Text under study:
"""
Alison Southwick: Your 70s and beyond are an exciting time. Your years of saving and planning are paying off. You get to volunteer your time, travel, and spoil grandchildren. Sure, your body aches a bit and you've got some sunspots and some laugh lines around your mouth, but they are all signs of a life well lived. So what should be your priorities in retirement?
Robert Brokamp: Number one, you want to ensure your portfolio will last as long as you do, and that is understanding safe withdrawal rates in retirement, which is one of my favorite topics.
Southwick: Yeah. I know.
Brokamp: You know. And most people think of 4%. That's a classic rule of thumb, and it's a fine rule of thumb, but most people should be taking out either a little bit more or a little bit less depending on your circumstances starting, for example, with your age.
The studies that determine that 4% safe withdrawal rate assume you'll retire at age 65. But what if you're 55? What if you're 75? You really need to learn about how all that goes. I would recommend the three people to read to learn about this type of stuff is David Blanchett at Morningstar, Michael Kitces, and Wade Pfau. If you want to learn a lot about safe withdrawal rates in retirement, go check out those guys.
"""
Task brief: Resume the conversation about retirement priorities from its last line. Nothing in the listing has any bearing on this.

Entries supplied:
"""
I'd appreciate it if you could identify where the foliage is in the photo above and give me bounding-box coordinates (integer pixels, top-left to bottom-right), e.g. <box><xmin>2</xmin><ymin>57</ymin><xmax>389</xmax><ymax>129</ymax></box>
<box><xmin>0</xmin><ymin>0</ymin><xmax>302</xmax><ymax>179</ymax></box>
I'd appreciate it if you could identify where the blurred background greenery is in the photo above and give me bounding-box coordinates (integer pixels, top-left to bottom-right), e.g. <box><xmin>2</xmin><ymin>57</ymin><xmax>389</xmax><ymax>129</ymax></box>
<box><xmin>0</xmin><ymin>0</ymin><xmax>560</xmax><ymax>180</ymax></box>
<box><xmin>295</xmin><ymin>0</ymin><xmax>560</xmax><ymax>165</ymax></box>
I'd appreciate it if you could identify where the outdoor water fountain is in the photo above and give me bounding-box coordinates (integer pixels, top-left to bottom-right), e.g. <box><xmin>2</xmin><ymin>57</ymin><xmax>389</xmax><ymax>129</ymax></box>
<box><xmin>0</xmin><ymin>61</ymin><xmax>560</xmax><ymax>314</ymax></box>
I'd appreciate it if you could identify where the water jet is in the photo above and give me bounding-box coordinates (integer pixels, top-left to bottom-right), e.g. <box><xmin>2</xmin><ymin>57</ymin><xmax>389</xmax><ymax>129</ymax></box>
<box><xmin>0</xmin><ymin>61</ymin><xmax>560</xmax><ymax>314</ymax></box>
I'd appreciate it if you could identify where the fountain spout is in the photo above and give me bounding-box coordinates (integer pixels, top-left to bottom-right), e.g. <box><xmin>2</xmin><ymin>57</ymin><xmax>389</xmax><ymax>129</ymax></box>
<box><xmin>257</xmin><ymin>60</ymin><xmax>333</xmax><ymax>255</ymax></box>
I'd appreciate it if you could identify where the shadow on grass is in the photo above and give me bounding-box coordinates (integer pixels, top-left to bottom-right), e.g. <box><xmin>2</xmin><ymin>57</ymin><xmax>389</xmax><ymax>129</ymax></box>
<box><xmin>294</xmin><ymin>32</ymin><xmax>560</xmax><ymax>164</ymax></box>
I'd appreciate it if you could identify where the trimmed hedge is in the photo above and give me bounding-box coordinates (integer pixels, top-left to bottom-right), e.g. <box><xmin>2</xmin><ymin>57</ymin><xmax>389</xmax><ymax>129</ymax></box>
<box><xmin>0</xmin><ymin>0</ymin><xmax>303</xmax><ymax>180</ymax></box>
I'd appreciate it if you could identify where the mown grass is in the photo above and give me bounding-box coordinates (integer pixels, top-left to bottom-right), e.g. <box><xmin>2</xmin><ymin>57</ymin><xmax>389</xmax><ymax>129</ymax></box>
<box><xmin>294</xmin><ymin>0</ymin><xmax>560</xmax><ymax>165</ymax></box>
"""
Solved exercise:
Number two, you want to learn how to sell investments in a tax-efficient manner. You're now in this situation where you are selling assets to generate income. One rule of thumb is if you have a taxable account, a traditional tax-deferred account, and a Roth; you drain your taxable account first, then the traditional account, and then the Roth. It depends on your circumstances because it might be better to touch the Roth a little bit sooner to avoid huge withdrawals from traditional accounts when you have to take money out at age 70 1/2. So there's some stuff to learn about that, but there are lots of ways to reduce the tax bill on how you turn your portfolio into an income-generating machine.
And then the third one is managing healthcare costs. For retirees, most of their expenses actually go down as they get older. The one exception is healthcare. So for someone who's 65, on average they spend about 10% of their budget on healthcare. Eighty-five year olds spend about 20%. Of course, you first want to make sure you're taking care of yourself so you don't have to spend so much on healthcare. But then understanding the healthcare system, Medicare, and all that so you can manage those costs as well as possible.
Southwick: And how much should you have saved once you're in retirement? All of it? One hundred percent?
Brokamp: As a good rule of thumb, you should have 12 times your annual income before you retire. And then beyond that it depends on your age, but 12 is a good rule of thumb. If you have a lower income, or a lot of your income will be provided by Social Security and a pension, you can have less. If you had a higher income throughout your life, Social Security is not going to replace as much of that, so you might need something like 14 times your income before you retire.
Southwick: All right, and this is a tough question, but what do you think is one of the biggest mistakes to avoid in your retirement?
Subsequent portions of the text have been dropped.